▶ _Work item_:
Would you please print exactly the lines that run from the one with "slat in the photo above." to the last line of the data, both included, without any pictures?

▶ _Provided records_:

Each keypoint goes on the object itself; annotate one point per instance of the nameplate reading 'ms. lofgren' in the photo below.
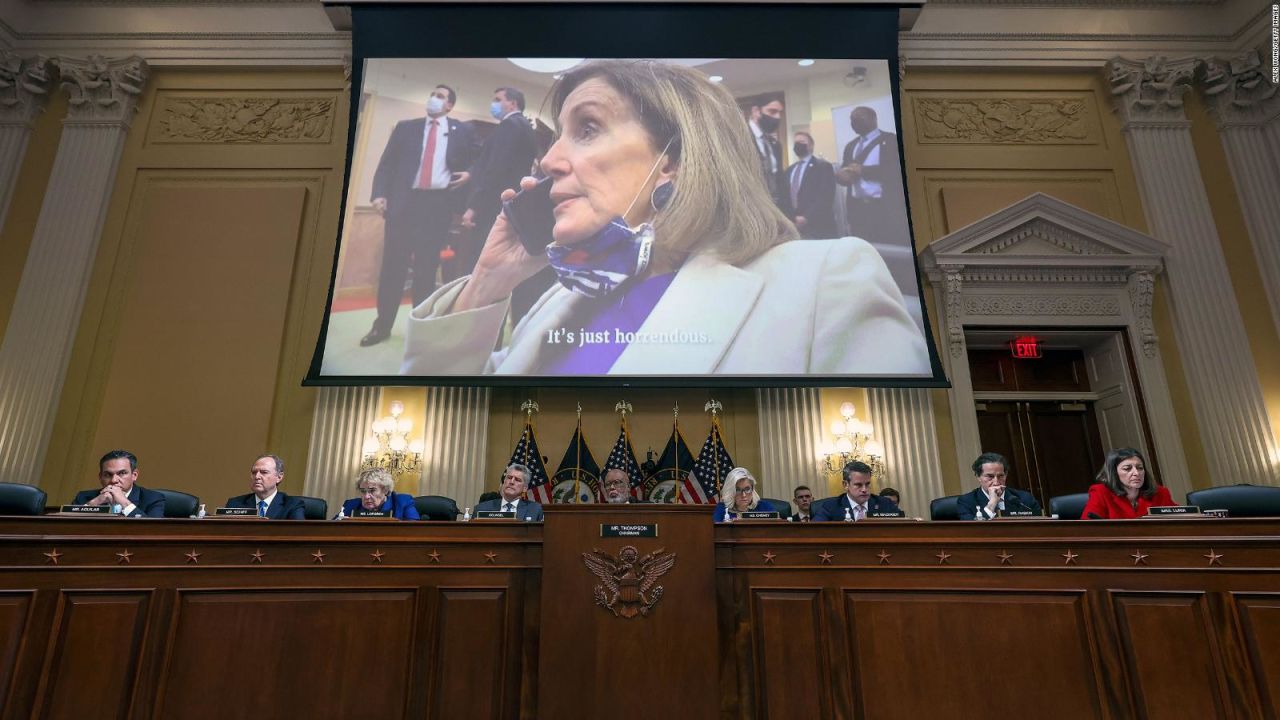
(608, 531)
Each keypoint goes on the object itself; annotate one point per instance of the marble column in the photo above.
(24, 83)
(790, 438)
(46, 310)
(1225, 391)
(338, 429)
(904, 423)
(1247, 109)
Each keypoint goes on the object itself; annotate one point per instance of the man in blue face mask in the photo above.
(419, 186)
(507, 156)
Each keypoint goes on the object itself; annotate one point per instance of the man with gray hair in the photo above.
(515, 482)
(268, 473)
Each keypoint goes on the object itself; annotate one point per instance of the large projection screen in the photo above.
(723, 200)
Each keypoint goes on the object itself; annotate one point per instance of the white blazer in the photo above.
(822, 306)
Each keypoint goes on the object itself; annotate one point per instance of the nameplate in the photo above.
(87, 509)
(1174, 510)
(629, 531)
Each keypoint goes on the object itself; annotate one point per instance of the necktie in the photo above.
(424, 177)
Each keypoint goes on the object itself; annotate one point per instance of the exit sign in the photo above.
(1025, 347)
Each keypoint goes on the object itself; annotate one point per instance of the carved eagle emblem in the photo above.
(629, 583)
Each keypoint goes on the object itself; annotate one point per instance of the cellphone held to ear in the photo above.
(530, 214)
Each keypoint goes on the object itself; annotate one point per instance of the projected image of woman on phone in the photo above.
(671, 255)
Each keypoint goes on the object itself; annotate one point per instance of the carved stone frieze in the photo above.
(243, 119)
(1050, 305)
(24, 85)
(1151, 91)
(1005, 121)
(1238, 90)
(1142, 287)
(103, 90)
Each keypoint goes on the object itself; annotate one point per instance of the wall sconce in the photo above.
(389, 447)
(851, 440)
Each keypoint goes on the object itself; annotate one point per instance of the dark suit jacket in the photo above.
(283, 507)
(525, 510)
(402, 159)
(507, 156)
(1015, 499)
(833, 507)
(401, 505)
(816, 199)
(147, 502)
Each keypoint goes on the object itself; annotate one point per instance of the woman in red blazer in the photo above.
(1124, 490)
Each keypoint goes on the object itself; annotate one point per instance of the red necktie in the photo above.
(424, 177)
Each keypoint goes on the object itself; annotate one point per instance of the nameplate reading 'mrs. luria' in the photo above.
(87, 509)
(629, 531)
(1174, 510)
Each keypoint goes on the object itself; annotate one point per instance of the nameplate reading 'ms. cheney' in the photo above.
(629, 531)
(87, 509)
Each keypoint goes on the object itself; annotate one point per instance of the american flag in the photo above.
(713, 463)
(625, 456)
(528, 455)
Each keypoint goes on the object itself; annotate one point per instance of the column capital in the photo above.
(1150, 92)
(1238, 91)
(103, 90)
(24, 85)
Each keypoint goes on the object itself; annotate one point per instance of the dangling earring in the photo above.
(662, 195)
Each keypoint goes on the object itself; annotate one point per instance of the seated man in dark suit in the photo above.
(858, 501)
(515, 482)
(118, 472)
(268, 473)
(992, 495)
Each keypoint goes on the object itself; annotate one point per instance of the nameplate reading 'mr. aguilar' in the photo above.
(629, 531)
(87, 509)
(1174, 510)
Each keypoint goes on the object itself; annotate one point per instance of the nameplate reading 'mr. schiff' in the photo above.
(87, 509)
(629, 531)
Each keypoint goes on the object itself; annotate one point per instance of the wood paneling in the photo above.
(1156, 628)
(336, 645)
(94, 655)
(789, 632)
(14, 614)
(997, 655)
(471, 630)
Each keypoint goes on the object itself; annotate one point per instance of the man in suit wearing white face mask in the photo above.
(419, 186)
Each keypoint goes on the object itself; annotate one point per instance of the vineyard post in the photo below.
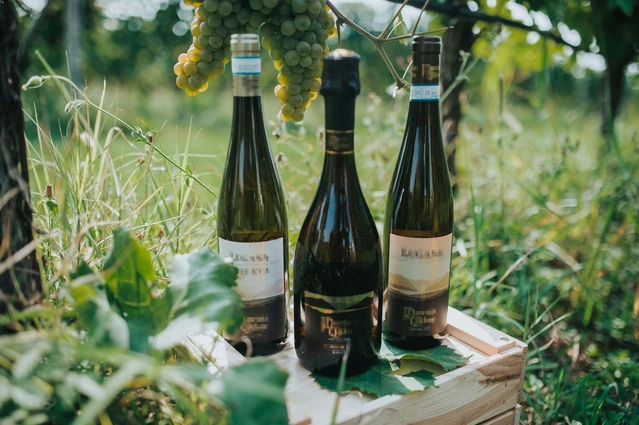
(20, 279)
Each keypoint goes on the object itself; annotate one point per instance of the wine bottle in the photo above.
(419, 215)
(338, 265)
(251, 215)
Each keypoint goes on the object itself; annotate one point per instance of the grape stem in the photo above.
(383, 38)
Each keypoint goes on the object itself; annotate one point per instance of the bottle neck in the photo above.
(339, 159)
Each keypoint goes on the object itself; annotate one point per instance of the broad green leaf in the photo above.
(104, 326)
(129, 274)
(443, 355)
(378, 380)
(202, 286)
(253, 393)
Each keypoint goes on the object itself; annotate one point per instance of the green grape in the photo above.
(230, 21)
(292, 58)
(214, 21)
(302, 22)
(201, 13)
(225, 8)
(317, 51)
(243, 16)
(211, 5)
(216, 41)
(314, 8)
(309, 37)
(306, 61)
(282, 79)
(298, 115)
(316, 85)
(195, 82)
(206, 29)
(281, 92)
(287, 109)
(217, 68)
(293, 88)
(288, 28)
(203, 40)
(206, 55)
(289, 43)
(299, 6)
(256, 19)
(222, 31)
(182, 81)
(267, 30)
(190, 68)
(277, 40)
(204, 68)
(218, 55)
(303, 48)
(275, 54)
(296, 100)
(286, 70)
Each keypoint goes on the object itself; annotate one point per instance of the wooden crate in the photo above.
(486, 391)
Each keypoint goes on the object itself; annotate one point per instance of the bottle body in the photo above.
(419, 218)
(251, 219)
(338, 264)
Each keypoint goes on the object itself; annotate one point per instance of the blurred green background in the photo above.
(547, 204)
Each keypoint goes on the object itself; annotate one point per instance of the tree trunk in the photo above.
(461, 38)
(20, 281)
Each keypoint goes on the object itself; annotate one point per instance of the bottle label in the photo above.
(246, 65)
(418, 283)
(261, 283)
(339, 325)
(339, 141)
(424, 92)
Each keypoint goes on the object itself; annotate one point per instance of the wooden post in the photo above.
(20, 281)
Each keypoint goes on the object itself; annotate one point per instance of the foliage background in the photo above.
(546, 211)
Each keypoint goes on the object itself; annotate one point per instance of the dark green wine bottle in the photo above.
(251, 215)
(419, 215)
(338, 269)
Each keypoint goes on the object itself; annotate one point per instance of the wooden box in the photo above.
(486, 391)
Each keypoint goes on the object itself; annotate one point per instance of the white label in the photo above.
(246, 65)
(260, 265)
(424, 92)
(419, 267)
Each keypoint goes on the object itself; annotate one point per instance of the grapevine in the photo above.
(293, 31)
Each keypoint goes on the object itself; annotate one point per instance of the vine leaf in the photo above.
(253, 393)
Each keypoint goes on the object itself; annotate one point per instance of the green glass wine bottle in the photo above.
(419, 215)
(338, 265)
(251, 215)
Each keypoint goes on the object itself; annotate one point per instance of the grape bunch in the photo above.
(293, 31)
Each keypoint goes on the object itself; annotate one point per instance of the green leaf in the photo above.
(378, 380)
(443, 355)
(253, 393)
(202, 286)
(129, 274)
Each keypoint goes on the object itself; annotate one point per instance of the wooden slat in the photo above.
(466, 396)
(477, 334)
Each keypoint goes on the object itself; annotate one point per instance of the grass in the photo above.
(546, 223)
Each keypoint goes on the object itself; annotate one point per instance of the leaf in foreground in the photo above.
(253, 393)
(444, 356)
(378, 380)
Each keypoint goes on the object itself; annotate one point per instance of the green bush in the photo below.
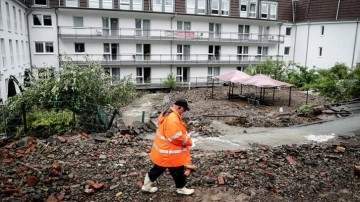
(46, 123)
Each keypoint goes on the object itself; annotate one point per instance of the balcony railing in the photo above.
(160, 34)
(168, 59)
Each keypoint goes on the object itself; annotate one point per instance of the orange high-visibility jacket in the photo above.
(171, 143)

▶ _Answer space_:
Each keypoint goes on the object itself; annotate one point per instance of the wooden slat in the photo above.
(466, 396)
(477, 334)
Each keypoint goes on the object itself; annotate one point per instance of the grass in the photo above.
(546, 223)
Each keypoint goes on the object itself; annotate one point per instance of the leaf in foreground in the photo above.
(253, 393)
(444, 356)
(378, 380)
Each keypoint goes on the object itself; annotate one point per instance of the green bush in the photo below.
(46, 123)
Each keypoint goes on the object itself; annotate one point per instance of the balcony railing in the photo above.
(160, 34)
(168, 59)
Each keypoint goes on the object itself; annotate one point per instance of the orange high-visibility jacket in the photo above.
(171, 143)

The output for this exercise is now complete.